== TASK STATEMENT ==
Retype, without alteration, each line from the line containing "of the tree" to the final line of the records.

== Labeled-object pointing entries ==
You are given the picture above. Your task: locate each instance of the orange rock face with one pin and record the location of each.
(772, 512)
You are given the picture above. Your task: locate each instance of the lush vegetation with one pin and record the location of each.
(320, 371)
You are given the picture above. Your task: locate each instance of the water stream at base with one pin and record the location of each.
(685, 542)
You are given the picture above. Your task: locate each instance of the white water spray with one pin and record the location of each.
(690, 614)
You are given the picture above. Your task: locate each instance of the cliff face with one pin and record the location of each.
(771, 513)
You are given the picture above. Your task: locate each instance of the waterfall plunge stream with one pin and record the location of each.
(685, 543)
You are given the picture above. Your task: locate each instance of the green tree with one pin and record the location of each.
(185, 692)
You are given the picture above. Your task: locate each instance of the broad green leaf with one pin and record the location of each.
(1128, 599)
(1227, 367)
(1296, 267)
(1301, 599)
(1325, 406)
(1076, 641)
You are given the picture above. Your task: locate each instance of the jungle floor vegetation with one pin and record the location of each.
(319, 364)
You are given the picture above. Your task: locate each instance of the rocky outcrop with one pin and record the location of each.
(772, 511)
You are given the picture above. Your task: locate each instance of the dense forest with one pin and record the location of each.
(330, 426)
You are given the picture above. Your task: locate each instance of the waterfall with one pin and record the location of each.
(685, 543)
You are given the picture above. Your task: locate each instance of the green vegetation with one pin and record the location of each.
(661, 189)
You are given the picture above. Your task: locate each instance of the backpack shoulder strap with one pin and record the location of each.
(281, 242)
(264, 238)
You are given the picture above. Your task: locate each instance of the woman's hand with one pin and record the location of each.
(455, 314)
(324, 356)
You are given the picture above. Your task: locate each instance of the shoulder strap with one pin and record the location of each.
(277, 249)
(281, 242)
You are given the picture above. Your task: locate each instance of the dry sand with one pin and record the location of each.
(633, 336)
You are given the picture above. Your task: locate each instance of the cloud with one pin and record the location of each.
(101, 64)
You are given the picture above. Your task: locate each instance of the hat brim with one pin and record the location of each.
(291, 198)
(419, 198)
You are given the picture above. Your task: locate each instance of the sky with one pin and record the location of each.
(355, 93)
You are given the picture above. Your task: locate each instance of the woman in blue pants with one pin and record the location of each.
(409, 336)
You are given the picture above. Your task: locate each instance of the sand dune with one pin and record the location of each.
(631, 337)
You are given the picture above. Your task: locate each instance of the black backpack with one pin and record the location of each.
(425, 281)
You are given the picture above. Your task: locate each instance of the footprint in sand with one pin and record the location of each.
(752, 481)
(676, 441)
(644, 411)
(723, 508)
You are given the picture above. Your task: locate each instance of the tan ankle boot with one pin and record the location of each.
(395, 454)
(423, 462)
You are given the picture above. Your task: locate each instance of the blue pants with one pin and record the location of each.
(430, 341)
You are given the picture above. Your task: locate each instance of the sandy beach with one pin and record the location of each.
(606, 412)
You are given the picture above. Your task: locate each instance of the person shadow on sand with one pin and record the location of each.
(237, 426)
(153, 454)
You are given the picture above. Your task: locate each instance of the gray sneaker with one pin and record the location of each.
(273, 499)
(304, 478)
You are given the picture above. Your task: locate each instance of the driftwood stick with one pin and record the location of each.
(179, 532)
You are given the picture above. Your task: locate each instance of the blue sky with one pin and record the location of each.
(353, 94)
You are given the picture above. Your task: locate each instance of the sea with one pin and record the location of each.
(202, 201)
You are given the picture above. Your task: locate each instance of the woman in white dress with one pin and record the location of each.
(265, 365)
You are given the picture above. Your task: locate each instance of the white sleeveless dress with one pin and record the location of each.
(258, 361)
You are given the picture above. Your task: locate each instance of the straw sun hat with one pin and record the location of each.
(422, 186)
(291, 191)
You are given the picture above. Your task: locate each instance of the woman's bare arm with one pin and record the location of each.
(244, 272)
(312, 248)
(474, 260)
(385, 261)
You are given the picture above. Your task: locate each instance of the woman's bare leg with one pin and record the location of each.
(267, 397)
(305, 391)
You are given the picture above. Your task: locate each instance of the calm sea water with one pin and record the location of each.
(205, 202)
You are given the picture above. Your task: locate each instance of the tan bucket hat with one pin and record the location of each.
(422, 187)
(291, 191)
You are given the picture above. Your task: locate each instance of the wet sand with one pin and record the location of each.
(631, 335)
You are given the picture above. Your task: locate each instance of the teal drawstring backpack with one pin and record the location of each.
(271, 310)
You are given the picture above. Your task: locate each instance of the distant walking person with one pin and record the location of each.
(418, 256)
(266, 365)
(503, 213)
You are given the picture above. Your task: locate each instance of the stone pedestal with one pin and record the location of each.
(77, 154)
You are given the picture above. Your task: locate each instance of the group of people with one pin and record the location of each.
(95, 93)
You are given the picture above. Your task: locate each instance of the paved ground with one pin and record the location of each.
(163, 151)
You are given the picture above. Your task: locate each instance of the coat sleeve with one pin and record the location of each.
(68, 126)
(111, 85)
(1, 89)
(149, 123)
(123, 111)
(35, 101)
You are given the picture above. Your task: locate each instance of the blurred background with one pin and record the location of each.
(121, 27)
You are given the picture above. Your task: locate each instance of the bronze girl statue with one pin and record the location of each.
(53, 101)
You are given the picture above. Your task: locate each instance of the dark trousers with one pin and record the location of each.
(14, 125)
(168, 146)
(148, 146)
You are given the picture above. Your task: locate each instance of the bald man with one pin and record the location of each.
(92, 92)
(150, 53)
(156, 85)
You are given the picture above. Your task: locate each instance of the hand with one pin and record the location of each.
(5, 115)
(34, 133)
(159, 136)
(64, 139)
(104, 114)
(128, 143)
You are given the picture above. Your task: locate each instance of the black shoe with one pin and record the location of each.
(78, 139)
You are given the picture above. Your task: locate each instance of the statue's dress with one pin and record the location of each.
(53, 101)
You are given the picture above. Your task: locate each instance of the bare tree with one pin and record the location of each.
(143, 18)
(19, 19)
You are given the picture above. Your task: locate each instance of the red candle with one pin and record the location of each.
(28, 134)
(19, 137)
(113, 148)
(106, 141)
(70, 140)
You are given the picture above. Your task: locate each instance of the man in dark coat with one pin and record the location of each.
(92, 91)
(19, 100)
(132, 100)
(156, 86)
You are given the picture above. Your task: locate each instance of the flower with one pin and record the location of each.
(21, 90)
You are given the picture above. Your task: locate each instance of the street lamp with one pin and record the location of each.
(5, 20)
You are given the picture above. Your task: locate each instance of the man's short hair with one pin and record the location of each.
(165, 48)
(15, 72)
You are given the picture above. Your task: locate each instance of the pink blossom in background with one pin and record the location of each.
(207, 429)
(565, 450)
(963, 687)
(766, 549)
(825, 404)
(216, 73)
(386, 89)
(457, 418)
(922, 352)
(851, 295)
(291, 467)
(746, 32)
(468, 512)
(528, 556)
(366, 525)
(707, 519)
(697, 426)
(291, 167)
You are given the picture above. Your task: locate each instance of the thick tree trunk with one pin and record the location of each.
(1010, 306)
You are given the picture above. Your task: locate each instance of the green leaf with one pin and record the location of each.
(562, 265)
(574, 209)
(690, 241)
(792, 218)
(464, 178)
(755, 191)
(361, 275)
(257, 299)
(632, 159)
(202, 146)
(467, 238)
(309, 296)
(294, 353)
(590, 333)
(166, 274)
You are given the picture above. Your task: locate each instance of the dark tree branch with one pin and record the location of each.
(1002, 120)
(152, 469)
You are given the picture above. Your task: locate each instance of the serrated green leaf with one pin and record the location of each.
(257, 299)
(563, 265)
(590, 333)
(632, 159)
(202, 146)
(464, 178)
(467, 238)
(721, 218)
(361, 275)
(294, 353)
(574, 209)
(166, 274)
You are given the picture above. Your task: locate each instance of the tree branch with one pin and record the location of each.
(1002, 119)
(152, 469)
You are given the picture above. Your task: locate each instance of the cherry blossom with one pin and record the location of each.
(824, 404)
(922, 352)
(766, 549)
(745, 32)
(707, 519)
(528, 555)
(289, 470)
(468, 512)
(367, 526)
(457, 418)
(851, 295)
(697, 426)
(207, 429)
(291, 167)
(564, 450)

== EXERCISE RESULT ==
You are given the picture above. Your task: locate each instance of the tree branch with one pin and record the location of each.
(1002, 119)
(152, 469)
You are given the picture above. Your task: locate each instance of the cherry blossom with one pin and record the location of each.
(824, 404)
(922, 352)
(766, 549)
(745, 32)
(707, 519)
(528, 555)
(289, 470)
(468, 512)
(367, 526)
(457, 418)
(851, 295)
(697, 426)
(207, 429)
(291, 167)
(564, 450)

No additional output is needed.